Records from a collection:
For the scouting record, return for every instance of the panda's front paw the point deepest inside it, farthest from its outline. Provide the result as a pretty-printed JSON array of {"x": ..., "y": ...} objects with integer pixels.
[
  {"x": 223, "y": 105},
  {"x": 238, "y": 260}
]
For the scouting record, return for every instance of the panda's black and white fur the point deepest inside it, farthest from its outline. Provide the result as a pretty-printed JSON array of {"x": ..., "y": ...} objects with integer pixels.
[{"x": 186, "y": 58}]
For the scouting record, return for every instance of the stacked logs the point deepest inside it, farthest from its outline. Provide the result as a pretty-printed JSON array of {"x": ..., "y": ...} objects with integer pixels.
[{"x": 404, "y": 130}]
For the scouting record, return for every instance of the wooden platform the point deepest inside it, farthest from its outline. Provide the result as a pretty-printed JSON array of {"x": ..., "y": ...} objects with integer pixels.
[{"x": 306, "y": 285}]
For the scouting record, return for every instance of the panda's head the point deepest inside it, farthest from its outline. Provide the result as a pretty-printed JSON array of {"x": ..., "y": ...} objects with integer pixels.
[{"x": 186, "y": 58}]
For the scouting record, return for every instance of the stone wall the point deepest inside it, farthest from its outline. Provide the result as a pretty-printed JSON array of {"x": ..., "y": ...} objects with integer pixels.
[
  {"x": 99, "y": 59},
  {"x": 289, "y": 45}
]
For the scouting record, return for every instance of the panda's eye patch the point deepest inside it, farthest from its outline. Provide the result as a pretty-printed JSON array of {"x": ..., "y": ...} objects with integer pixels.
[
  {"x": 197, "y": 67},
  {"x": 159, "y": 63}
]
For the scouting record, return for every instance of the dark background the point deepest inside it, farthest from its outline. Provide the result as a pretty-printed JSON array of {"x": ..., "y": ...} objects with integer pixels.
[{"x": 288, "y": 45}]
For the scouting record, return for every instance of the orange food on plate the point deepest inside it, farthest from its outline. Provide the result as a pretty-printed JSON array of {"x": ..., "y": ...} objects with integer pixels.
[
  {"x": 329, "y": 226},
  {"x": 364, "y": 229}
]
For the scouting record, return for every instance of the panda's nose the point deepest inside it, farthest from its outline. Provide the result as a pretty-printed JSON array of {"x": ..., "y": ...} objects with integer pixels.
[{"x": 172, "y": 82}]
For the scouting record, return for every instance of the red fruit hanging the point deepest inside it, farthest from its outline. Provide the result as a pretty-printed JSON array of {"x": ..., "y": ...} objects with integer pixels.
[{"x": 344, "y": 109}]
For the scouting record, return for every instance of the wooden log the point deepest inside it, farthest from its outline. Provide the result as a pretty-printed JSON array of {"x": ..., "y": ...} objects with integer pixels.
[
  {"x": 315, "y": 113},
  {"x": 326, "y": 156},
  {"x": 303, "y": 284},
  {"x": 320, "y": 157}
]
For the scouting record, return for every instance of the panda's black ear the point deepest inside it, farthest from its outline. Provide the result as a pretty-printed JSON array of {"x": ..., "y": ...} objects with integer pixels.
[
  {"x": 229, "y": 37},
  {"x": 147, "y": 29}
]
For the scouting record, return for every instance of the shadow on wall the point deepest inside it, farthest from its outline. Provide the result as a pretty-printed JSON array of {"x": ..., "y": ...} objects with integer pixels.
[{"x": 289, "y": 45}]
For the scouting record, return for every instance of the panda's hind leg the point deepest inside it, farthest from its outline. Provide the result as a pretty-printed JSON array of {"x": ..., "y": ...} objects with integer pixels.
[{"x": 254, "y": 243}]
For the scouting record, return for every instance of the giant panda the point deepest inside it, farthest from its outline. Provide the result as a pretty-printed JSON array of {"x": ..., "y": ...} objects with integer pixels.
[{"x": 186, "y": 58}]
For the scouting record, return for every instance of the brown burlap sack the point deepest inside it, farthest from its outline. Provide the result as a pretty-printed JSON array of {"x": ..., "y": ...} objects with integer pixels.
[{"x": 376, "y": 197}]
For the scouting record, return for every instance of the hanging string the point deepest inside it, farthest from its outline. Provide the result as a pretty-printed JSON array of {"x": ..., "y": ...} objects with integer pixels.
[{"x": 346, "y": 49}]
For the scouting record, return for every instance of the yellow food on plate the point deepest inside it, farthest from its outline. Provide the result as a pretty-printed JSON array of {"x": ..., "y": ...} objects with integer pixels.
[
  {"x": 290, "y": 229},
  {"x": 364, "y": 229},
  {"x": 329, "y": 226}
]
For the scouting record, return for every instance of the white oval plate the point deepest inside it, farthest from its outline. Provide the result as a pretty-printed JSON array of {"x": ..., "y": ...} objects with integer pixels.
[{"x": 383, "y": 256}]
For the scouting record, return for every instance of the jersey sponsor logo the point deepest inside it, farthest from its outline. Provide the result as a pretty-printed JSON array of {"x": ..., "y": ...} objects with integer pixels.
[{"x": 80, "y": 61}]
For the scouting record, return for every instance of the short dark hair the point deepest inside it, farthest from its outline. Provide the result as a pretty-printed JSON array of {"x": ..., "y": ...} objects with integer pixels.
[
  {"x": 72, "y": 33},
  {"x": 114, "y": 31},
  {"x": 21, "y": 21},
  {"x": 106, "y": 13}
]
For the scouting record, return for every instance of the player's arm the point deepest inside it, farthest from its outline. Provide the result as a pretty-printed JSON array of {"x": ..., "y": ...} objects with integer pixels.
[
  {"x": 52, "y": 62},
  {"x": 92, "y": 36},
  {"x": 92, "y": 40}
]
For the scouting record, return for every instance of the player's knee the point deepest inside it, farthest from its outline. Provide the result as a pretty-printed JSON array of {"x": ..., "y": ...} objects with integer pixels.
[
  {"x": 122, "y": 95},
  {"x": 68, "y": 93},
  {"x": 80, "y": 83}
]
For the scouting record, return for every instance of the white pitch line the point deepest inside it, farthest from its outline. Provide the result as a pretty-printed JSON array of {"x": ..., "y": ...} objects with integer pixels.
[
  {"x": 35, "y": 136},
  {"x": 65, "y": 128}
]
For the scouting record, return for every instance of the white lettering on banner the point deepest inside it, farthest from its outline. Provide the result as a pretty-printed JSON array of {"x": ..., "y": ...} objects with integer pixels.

TASK REQUIREMENTS: Nothing but an exact transcription of the records is expected.

YOUR RESPONSE:
For the scouting record, return for every instance of the panda's front paw the point deepest inside it, farthest from its outline. Provide the result as a pretty-printed JSON array of {"x": ..., "y": ...} objects with integer pixels.
[
  {"x": 223, "y": 105},
  {"x": 238, "y": 260}
]
For the scouting record, return for every instance of the panda's black and white fur the point deepest inside it, farthest from its outline. Provide the result as a pretty-printed JSON array of {"x": ..., "y": ...} objects with integer pixels.
[{"x": 186, "y": 58}]
For the scouting record, return for every instance of the stacked logs the point deepest inside it, farthest from its outline. Provide the result as a pretty-printed JSON array of {"x": ..., "y": ...} objects with integer pixels.
[{"x": 404, "y": 130}]
For the scouting record, return for every instance of the wooden platform the point deepest inside it, farthest from its outline. Provide the result as a pretty-printed JSON array of {"x": ..., "y": ...} objects with integer pixels.
[{"x": 306, "y": 285}]
For the scouting record, return for every instance of the panda's head the point deepest inside it, farthest from its outline. Provide the result as a pretty-printed JSON array of {"x": ..., "y": ...} objects with integer pixels.
[{"x": 186, "y": 58}]
For the scouting record, return for every instance of the stone wall the point deepest inside it, farthest from its outline. Provide the result as a pretty-printed JSON array of {"x": ..., "y": ...} objects with integer pixels.
[
  {"x": 99, "y": 59},
  {"x": 289, "y": 45}
]
For the scouting record, return for every instance of the panda's eye patch the point deepest inside it, farthest from its outline. Provide the result as a pretty-printed JSON array of {"x": ..., "y": ...} objects with integer pixels.
[
  {"x": 197, "y": 67},
  {"x": 159, "y": 63}
]
For the scouting record, return for every instance of the dark background the point deepest inside it, farthest from its outline. Provide the result as a pretty-printed JSON array of {"x": ..., "y": ...} objects with integer pixels.
[{"x": 288, "y": 45}]
For the scouting record, return for every instance of the orange food on plate the point deepest inside it, farthest from its outline. Provide the result as a pretty-printed JSON array of {"x": ..., "y": ...} objects with integer pixels.
[
  {"x": 329, "y": 226},
  {"x": 364, "y": 229}
]
For the scouting record, return for every instance of the panda's nose the point deepest inside it, farthest from its outline. Provide the result as a pretty-printed JSON array of {"x": ..., "y": ...} objects with integer pixels.
[{"x": 172, "y": 82}]
For the scouting record, return for every instance of the red fruit hanging the point deepest inside it, farthest from its outline. Provide the result as a pretty-printed JSON array of {"x": ..., "y": ...} objects with integer pixels.
[{"x": 344, "y": 109}]
For the scouting record, return for every instance of the wooden log the point deepest inside it, farthest from its outline. Provide the result as a pretty-printed JSON array of {"x": ..., "y": ...} objects with integer pixels.
[
  {"x": 315, "y": 113},
  {"x": 326, "y": 156},
  {"x": 303, "y": 284},
  {"x": 320, "y": 157}
]
For the scouting record, return for every instance of the panda's black ear the point deepest inside it, farthest from its outline. Provide the result as a pretty-printed JSON array of {"x": ..., "y": ...} objects with integer pixels.
[
  {"x": 229, "y": 37},
  {"x": 147, "y": 29}
]
For the scouting record, return for every instance of the shadow on wall the point deepest inside it, farthest from its outline. Provide the result as a pretty-printed JSON array of {"x": ..., "y": ...} objects with integer pixels.
[{"x": 289, "y": 45}]
For the scouting record, return for every instance of the panda's hind leg the point deepest inside it, farthest from its outline. Provide the result as a pretty-printed JSON array of {"x": ..., "y": ...} objects with integer pixels.
[{"x": 254, "y": 243}]
For the scouting record, return for every instance of the giant panda the point deepest inside it, farthest from its outline. Provide the result as a pretty-printed JSON array of {"x": ..., "y": ...} objects with integer pixels.
[{"x": 186, "y": 58}]
For the scouting record, return for every instance of the brown burlap sack the point deepest inside it, farthest from its outline. Provide the result as a pretty-printed JSON array of {"x": ..., "y": ...} objects with integer pixels.
[{"x": 376, "y": 197}]
For the scouting record, return for every instance of the hanging string the point deepest inside it, farthest from its outline. Provide the result as a pretty-printed JSON array of {"x": ..., "y": ...} objects with integer pixels.
[{"x": 346, "y": 49}]
For the scouting record, return for every instance of the yellow food on plate the point deepest inside it, farthest from its outline. Provide the result as a pretty-printed JSON array of {"x": ..., "y": ...} objects with integer pixels.
[
  {"x": 290, "y": 229},
  {"x": 364, "y": 229},
  {"x": 329, "y": 226}
]
For the scouting record, return for every instance of the white oval plate the point deepest inside it, farthest from its outline. Provide the result as a pretty-printed JSON array of {"x": ..., "y": ...} objects with integer pixels.
[{"x": 383, "y": 256}]
For the scouting record, return for every instance of the jersey sponsor logo the point deepest inside it, farthest from its outline. Provide the result as a pretty-printed JSON array of {"x": ..., "y": ...} objects with integer pixels.
[{"x": 80, "y": 61}]
For the scouting record, return for every instance of the short dark hair the point deepest inside it, farthest from its outline. Provide the result as a pretty-printed JSON array of {"x": ..., "y": ...} objects with integer pixels.
[
  {"x": 72, "y": 33},
  {"x": 114, "y": 31},
  {"x": 21, "y": 21},
  {"x": 106, "y": 13}
]
For the scouting record, return for every instance of the player's arm the point deepest inside it, farthest from its outline. Provide the result as a pretty-printed JSON array of {"x": ..., "y": ...} objects with integer pixels.
[
  {"x": 52, "y": 62},
  {"x": 92, "y": 36},
  {"x": 92, "y": 40}
]
For the scouting record, return for every instance of the player's knee the point deepest inside it, farthest from its outline. Provide the result as a pretty-printed JSON array of {"x": ..., "y": ...} objects with integer pixels.
[
  {"x": 122, "y": 95},
  {"x": 68, "y": 93},
  {"x": 80, "y": 83}
]
For the scouting record, return for every instance of the white pitch line the point deepest inside it, farthest from its outline. Provide the result as a pretty-printed JSON array of {"x": ..., "y": ...} objects with integer pixels.
[
  {"x": 35, "y": 136},
  {"x": 65, "y": 128}
]
For the scouting record, return for every instance of the white lettering on banner the point deepest inside it, farthest from its outline. Provide the result as a pretty-printed JSON array of {"x": ..., "y": ...} objects with integer pixels.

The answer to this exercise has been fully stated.